> _Extract_:
[Start of section]
The difference now is problems addressed by emerging regulations are here to stay. They’re the chemicals and microbes defining the inevitable and ever-increasing byproducts of civilization. The range of regulatory responses mounted by the EPA stretches from the Information Collection Rule (ICR), which focuses on disinfection byproducts such as THMs and chlorite as well as pathogens such as Cryptosporidium and viruses, to the Endocrine Disruptor Screening Program (EDSP), designed to determine reliable methods of detecting both the presence and impact of chemicals potentially capable of raising havoc with our hormonal equilibrium despite parts-per-trillion concentrations. Perhaps the most prominent harbinger of things to come is the Drinking Water Contaminant Candidate List (DWCCL), home of fonofos, H. pylori, nitrobenzene and 48 other peculiar substances.

There are three implications of this development. First, the list of regulated substances will continue growing beyond its current 91 members. This growth is likely to accelerate with escalating industrial, agricultural and medical infrastructure that sustains the general expansion and geographic shift of an aging population. Second, new contaminants are likely to be more esoteric and elusive, and those liable for their detection and removal will progressively rely more on integrated services provided by specialized third parties. As such, a metal stamping plant is more likely to consider outsourcing compliance protocols as they become more multifaceted and complex. Third, equipment capable of reliably and feasibly detecting such contaminants will come from whatever industries offer the requisite sophistication and MCL sensitivity. While manufacturers of testing equipment targeting water position themselves to be among the candidates, they’ll be joined by competitors from the pharmaceutical sector capable of translating expertise in the rapid measurement of broad spectra of trace compounds and extrapolating high-tech methodologies such as genotyping assays.
[End of section]
> _Information supplied_:
[Start of section]
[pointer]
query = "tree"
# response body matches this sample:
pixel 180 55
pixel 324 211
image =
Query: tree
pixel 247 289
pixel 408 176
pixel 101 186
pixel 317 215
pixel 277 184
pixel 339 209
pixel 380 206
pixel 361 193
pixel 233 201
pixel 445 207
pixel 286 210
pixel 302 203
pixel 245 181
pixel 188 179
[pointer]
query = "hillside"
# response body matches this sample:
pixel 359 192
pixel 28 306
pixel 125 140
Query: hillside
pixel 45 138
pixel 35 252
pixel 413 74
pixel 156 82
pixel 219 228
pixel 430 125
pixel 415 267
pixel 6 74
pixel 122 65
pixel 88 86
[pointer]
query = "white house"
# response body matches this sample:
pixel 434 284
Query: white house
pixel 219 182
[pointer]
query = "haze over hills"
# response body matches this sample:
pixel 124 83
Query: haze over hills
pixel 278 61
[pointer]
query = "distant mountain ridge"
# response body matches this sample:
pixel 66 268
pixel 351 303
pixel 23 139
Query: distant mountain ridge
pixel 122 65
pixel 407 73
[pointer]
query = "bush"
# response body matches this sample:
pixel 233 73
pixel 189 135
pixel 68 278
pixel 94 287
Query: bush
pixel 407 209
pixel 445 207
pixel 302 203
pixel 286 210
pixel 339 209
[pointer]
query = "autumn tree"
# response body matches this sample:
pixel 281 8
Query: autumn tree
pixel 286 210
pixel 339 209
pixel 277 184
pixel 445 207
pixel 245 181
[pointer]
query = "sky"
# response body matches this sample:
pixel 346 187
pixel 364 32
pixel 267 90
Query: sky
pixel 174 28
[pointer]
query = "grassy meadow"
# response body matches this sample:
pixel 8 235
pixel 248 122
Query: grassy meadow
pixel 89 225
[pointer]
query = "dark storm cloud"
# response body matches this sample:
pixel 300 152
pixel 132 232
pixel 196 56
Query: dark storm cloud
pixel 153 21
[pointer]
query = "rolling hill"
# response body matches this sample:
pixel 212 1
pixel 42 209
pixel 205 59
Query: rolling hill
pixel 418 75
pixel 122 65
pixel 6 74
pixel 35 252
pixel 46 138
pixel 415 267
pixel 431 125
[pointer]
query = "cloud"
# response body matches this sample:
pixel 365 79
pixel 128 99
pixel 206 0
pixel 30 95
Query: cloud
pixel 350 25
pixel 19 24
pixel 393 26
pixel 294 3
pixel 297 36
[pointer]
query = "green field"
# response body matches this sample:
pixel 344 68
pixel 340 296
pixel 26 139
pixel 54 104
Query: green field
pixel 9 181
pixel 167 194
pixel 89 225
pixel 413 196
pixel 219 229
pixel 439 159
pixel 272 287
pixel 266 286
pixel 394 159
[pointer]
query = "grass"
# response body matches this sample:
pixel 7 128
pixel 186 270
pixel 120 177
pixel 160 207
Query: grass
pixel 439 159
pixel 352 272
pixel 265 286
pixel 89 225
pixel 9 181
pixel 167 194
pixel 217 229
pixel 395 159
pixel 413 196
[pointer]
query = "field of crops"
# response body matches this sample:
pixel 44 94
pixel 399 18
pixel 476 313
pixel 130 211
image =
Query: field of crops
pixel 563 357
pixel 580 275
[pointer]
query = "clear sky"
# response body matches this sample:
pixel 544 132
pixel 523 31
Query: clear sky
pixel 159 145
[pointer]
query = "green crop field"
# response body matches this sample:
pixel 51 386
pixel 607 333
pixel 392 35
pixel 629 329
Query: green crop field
[End of section]
> _Task directions_: Continue the passage on emerging drinking water regulations from the point where it ends. None of the entries are needed for what comes next.

> _Response area_:
While conglomerates like Danaher, Severn Trent and Teledyne have amassed strengths in water quality monitoring and lab analysis technologies, budding biotech partnership companies like YSI may be the ones to watch equally. The list of sleeping technology giants is long and growing.

Ultimately, customers will select leaders in this emerging market not based on superior technology, but on the degree to which that technology is packaged into integrated solutions tailored to their specific compliance needs. Manufacturers of testing, conditioning and purification equipment will be at their best when bundling not only complementary products but also services designed to allow end-users to forget about fonofos - an organophosphate insecticide - altogether.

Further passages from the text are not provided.